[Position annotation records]
__________________________________________________

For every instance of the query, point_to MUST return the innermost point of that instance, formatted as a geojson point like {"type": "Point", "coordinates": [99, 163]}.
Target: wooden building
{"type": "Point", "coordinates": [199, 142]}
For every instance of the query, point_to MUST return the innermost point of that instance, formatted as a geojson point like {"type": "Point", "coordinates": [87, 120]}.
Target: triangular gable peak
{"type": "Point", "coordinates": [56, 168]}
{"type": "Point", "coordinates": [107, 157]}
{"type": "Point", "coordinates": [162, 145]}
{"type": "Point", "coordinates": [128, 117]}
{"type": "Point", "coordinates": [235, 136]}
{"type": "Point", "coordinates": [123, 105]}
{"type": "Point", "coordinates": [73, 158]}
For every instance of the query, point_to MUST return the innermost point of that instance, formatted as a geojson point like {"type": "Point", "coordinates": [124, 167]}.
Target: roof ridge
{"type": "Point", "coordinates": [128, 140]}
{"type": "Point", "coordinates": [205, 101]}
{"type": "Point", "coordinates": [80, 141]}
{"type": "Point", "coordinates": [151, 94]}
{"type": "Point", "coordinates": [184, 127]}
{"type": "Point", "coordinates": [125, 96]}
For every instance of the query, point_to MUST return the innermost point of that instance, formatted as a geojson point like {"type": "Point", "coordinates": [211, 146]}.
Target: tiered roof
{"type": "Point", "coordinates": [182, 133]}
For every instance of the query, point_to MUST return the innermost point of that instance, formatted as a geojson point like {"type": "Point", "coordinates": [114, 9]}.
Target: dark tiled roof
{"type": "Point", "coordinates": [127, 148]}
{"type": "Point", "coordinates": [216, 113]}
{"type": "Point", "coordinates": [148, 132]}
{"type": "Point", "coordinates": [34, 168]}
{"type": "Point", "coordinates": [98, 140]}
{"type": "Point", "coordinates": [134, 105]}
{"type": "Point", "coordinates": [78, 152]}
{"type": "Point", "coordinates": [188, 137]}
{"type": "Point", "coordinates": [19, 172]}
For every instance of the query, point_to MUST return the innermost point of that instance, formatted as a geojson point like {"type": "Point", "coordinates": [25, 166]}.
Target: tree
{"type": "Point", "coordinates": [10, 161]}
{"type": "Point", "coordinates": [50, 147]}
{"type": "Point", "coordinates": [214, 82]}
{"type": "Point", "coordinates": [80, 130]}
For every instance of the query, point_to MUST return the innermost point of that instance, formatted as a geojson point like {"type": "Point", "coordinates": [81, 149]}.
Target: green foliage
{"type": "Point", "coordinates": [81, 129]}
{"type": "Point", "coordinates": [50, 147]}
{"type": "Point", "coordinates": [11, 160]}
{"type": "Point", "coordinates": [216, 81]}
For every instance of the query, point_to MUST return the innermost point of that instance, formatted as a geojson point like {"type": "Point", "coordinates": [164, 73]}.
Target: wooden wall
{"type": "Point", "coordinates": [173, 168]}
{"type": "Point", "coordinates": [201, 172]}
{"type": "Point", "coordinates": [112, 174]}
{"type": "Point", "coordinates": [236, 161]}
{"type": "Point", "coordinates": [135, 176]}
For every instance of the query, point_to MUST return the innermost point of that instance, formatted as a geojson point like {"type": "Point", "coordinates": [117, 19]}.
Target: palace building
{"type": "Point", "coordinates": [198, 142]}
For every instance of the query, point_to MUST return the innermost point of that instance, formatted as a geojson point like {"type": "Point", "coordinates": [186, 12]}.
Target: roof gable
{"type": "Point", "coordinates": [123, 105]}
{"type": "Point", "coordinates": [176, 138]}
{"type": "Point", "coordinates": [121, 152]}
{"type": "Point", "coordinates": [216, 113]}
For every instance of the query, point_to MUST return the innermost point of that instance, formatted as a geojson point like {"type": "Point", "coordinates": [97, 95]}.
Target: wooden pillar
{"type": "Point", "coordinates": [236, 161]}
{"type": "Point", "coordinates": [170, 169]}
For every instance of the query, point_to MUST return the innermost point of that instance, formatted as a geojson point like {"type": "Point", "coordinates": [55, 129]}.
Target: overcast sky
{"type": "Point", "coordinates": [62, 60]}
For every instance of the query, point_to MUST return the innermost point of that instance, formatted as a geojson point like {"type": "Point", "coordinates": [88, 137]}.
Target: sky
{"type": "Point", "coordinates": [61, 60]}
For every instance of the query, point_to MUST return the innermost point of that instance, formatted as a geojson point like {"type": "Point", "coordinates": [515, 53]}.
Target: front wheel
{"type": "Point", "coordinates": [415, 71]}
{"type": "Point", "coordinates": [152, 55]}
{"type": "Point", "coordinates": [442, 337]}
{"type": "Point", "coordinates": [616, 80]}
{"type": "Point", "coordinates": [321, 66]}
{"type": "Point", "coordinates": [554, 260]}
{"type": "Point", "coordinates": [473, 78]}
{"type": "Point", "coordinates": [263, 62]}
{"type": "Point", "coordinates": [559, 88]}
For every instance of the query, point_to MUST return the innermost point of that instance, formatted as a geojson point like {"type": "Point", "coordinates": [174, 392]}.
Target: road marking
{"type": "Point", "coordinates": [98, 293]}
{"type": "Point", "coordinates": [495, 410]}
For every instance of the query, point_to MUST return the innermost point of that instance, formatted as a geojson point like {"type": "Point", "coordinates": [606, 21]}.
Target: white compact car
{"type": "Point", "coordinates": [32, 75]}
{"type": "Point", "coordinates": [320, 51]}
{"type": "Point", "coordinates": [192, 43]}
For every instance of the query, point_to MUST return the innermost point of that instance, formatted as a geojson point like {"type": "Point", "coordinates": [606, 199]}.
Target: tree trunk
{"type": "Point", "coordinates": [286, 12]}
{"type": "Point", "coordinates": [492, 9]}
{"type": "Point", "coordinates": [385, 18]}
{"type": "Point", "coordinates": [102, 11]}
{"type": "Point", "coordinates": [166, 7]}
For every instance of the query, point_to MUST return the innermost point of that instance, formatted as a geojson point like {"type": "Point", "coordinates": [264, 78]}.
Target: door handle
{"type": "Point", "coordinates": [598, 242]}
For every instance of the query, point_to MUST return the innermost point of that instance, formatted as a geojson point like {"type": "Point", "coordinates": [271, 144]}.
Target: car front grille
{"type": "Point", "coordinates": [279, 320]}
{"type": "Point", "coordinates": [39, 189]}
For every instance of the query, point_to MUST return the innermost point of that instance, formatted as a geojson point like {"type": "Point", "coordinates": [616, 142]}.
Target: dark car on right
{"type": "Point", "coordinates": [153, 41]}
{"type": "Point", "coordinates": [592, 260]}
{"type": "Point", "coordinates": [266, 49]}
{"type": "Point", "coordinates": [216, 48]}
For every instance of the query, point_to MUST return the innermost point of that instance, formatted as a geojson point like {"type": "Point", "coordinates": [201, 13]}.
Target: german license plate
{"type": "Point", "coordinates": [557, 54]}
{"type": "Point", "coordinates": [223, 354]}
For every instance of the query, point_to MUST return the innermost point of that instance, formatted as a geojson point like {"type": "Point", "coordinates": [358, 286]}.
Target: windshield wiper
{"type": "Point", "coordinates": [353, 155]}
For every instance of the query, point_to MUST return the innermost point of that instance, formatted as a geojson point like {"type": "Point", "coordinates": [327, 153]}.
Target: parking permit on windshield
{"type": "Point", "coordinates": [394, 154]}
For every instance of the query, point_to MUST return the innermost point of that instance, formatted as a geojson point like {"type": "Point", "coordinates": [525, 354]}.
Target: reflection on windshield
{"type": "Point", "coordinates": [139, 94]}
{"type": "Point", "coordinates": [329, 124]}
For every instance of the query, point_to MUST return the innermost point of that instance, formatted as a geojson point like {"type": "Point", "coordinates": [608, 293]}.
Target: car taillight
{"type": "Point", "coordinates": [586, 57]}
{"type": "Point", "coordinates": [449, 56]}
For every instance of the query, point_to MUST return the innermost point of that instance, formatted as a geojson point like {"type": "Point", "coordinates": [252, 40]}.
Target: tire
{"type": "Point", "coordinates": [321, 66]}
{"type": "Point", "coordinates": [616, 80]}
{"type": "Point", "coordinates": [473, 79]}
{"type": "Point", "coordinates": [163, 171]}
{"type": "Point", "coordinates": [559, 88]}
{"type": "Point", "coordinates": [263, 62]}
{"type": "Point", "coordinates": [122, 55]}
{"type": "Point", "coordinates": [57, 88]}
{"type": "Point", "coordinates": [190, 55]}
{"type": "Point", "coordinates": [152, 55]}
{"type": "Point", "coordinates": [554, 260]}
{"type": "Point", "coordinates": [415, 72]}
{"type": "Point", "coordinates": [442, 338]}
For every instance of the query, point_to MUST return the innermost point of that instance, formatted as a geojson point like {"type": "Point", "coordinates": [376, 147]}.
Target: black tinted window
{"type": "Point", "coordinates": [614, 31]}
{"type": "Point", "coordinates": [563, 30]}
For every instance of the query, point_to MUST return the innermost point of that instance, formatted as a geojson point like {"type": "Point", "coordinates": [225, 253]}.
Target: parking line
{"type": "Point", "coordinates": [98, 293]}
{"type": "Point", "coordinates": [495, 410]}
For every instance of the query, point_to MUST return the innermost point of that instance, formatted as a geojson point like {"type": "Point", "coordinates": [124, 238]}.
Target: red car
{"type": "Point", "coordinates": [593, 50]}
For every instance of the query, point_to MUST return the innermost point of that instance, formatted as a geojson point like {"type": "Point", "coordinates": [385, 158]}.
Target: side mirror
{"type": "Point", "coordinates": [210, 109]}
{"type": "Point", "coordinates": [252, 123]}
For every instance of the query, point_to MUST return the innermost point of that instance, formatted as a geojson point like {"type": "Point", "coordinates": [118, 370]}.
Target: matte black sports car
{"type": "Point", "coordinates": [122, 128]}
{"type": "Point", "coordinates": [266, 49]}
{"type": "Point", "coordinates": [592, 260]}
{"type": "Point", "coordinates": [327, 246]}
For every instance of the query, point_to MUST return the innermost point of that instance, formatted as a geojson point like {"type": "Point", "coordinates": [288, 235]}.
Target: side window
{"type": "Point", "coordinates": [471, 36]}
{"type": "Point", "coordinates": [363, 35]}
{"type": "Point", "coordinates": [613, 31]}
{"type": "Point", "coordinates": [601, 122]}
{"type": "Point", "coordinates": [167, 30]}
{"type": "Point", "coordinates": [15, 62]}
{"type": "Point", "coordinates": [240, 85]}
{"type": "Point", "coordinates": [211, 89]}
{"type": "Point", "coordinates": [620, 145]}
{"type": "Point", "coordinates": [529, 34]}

__________________________________________________

# [The request]
Count the lines in the listing above that contain the word "windshield", and give only that number.

# [Response to this exercise]
3